■ Tasks ■
1. According to the backend services document, what minimum GI score must a health check response include?
2. Copy the passage of the backend services document starting at "# Basic health" and ending at "(must be ≥ 0.95)".

■ Article ■
Backend Services (Ports 4001-4005)

  • ledger-api (4001) — Mobius Ledger Core
  • indexer-api (4002) — MIC Indexer
  • eomm-api (4003) — E.O.M.M. Reflections
  • shield-api (4004) — Citizen Shield
  • broker-api (4005) — Thought Broker

See FRONTEND_DEVELOPMENT.md for complete port assignments.


Health Checks

All services expose standard health endpoints:

# Basic health check
GET /healthz

# Mobius integrity verification
GET /api/integrity-check

# Thought Broker specific
GET /v1/loop/health

Health Check Requirements: - Response time < 100ms - HTTP 200 status - Valid JSON response - GI score included (must be ≥ 0.95)


Starting Services

Local Development

# Using Docker Compose
npm run compose:up

# View logs
docker compose -f infra/docker/compose.yml logs -f

# Stop services
npm run compose:down

Production (Render)

Services auto-deploy via GitHub Actions when: 1. PR merged to main 2. CI passes (lint, type-check, tests) 3. Integrity gates pass (MII ≥ 0.95) 4. Changes detected in service path

See infra/render.yaml for service definitions.

Source data
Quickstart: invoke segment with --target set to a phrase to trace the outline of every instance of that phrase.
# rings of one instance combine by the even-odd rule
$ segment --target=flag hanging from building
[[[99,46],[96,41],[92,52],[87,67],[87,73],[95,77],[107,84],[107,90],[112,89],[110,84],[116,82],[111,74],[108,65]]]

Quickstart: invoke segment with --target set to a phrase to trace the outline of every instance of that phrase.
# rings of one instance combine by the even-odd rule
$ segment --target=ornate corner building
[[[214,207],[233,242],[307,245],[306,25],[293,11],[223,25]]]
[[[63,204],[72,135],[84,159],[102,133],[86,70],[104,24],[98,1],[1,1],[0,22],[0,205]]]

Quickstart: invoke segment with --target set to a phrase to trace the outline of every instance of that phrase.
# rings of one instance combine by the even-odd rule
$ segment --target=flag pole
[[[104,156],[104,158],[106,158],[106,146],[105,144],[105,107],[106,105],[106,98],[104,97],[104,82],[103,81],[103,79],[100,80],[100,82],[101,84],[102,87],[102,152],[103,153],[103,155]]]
...
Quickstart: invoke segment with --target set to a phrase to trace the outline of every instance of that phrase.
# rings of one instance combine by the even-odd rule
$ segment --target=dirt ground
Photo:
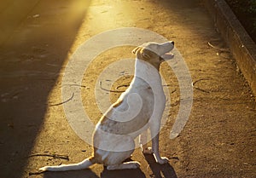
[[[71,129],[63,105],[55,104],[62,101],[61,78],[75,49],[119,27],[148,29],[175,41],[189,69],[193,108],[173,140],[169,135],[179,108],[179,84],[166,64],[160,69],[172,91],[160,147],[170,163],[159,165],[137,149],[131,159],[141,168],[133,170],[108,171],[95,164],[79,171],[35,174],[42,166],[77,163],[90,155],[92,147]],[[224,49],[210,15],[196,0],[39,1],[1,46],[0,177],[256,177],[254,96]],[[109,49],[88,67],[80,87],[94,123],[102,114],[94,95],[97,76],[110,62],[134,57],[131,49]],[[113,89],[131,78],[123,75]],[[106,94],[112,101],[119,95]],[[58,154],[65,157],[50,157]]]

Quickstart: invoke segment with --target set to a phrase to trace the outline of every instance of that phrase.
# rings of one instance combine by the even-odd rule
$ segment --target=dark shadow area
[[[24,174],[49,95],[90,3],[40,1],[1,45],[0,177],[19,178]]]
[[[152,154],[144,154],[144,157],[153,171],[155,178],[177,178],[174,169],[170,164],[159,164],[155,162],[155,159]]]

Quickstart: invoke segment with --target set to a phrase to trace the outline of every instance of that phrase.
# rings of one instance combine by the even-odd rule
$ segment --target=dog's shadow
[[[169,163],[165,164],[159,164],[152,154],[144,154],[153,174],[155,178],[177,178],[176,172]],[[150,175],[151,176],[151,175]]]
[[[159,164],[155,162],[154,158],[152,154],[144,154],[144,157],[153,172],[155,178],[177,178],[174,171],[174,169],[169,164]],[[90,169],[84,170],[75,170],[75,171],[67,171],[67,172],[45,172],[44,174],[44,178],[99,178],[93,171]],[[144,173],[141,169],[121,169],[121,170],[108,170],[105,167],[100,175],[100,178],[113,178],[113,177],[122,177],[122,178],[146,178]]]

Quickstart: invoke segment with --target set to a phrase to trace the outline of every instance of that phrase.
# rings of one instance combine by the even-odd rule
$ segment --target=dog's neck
---
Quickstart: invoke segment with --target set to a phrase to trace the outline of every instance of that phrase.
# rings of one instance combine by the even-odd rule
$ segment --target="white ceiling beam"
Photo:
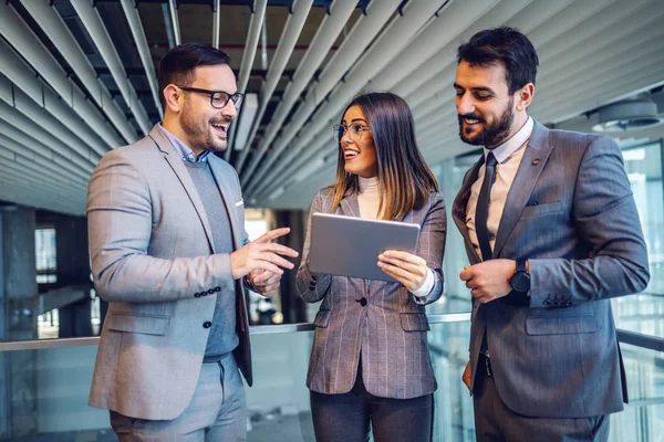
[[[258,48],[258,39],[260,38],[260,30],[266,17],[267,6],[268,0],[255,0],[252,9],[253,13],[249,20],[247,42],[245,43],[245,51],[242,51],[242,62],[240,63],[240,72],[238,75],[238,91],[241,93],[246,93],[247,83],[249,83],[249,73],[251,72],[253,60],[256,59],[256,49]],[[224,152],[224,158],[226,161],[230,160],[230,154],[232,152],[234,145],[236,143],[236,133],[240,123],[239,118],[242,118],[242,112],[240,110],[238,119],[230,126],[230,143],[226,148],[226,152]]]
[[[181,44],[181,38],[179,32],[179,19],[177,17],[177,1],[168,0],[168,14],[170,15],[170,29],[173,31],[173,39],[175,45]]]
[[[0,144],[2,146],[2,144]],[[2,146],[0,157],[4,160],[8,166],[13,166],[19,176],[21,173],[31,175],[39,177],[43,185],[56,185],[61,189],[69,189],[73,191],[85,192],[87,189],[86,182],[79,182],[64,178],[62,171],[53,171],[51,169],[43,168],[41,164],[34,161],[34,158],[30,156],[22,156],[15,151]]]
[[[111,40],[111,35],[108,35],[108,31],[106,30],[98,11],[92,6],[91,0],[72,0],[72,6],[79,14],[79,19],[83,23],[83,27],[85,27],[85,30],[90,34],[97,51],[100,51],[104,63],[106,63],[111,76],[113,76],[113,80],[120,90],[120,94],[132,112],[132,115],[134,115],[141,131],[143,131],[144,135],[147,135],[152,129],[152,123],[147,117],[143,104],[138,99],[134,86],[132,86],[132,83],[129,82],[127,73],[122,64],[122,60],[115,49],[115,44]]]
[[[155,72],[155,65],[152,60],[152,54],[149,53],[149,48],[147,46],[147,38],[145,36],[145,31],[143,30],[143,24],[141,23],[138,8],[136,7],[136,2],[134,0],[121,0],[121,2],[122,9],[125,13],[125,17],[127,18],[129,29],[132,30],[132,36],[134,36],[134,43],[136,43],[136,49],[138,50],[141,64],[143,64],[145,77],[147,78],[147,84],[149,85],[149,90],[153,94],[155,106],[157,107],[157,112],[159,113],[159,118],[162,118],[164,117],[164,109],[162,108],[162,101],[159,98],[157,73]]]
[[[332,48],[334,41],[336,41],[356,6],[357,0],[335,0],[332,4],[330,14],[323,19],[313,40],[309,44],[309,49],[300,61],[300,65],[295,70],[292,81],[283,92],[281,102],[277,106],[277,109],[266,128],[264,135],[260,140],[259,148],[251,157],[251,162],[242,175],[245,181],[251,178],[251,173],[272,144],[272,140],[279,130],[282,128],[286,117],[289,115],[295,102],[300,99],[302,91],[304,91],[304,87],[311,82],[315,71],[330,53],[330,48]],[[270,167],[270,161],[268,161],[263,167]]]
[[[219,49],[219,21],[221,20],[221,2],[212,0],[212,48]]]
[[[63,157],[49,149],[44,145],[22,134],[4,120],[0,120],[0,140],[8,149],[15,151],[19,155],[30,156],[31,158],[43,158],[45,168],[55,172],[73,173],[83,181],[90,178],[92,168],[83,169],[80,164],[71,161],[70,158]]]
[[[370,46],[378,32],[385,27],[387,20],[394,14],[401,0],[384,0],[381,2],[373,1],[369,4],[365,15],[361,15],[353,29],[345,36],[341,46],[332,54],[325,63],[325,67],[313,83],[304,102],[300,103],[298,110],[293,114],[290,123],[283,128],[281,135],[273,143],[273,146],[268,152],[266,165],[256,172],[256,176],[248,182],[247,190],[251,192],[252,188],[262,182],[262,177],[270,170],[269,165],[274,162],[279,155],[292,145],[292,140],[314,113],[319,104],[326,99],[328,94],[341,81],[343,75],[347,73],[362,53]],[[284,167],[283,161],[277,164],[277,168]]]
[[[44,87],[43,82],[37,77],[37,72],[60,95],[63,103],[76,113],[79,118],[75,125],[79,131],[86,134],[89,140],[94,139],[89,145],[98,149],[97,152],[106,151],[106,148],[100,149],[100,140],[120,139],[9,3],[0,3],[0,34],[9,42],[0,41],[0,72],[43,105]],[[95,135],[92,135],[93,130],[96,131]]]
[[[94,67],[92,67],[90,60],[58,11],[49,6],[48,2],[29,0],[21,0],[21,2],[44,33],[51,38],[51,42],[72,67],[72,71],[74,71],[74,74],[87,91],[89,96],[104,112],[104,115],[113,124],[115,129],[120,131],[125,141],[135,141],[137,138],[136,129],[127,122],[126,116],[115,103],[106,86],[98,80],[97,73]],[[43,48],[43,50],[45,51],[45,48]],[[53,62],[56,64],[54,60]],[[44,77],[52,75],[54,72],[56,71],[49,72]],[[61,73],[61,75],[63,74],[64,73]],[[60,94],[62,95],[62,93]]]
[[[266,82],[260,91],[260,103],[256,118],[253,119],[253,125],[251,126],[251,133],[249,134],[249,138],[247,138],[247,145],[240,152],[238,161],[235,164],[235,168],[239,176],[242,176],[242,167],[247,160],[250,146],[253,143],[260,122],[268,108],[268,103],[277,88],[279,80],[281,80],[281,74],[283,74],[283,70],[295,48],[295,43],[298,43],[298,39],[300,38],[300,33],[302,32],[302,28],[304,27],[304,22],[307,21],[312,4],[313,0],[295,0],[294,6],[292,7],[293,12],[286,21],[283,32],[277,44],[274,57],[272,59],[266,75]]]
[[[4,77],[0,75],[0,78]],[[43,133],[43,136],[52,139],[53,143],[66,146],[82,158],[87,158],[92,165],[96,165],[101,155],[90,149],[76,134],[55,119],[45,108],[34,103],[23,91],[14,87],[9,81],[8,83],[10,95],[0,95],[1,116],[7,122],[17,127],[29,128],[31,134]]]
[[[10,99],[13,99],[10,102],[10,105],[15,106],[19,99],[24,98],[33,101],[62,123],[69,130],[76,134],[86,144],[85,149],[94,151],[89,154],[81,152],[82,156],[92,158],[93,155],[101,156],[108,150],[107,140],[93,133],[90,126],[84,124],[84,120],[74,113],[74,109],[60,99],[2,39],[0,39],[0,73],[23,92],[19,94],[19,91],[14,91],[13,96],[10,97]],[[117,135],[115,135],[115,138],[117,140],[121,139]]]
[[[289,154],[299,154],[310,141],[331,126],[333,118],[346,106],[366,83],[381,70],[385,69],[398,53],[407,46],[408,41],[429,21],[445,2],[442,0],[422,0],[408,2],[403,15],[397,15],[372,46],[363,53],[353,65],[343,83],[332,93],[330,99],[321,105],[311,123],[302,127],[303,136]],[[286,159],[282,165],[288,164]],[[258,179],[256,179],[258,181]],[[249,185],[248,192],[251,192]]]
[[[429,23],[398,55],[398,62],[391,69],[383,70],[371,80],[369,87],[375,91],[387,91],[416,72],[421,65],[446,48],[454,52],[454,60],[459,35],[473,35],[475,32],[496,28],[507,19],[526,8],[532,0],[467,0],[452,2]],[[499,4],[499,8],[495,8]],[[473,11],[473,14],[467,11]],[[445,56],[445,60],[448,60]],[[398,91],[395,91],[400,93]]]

■ The answers ■
1. The GI score must be at least 0.95.

2.
# Basic health check
GET /healthz

# Mobius integrity verification
GET /api/integrity-check

# Thought Broker specific
GET /v1/loop/health

Health Check Requirements: - Response time < 100ms - HTTP 200 status - Valid JSON response - GI score included (must be ≥ 0.95)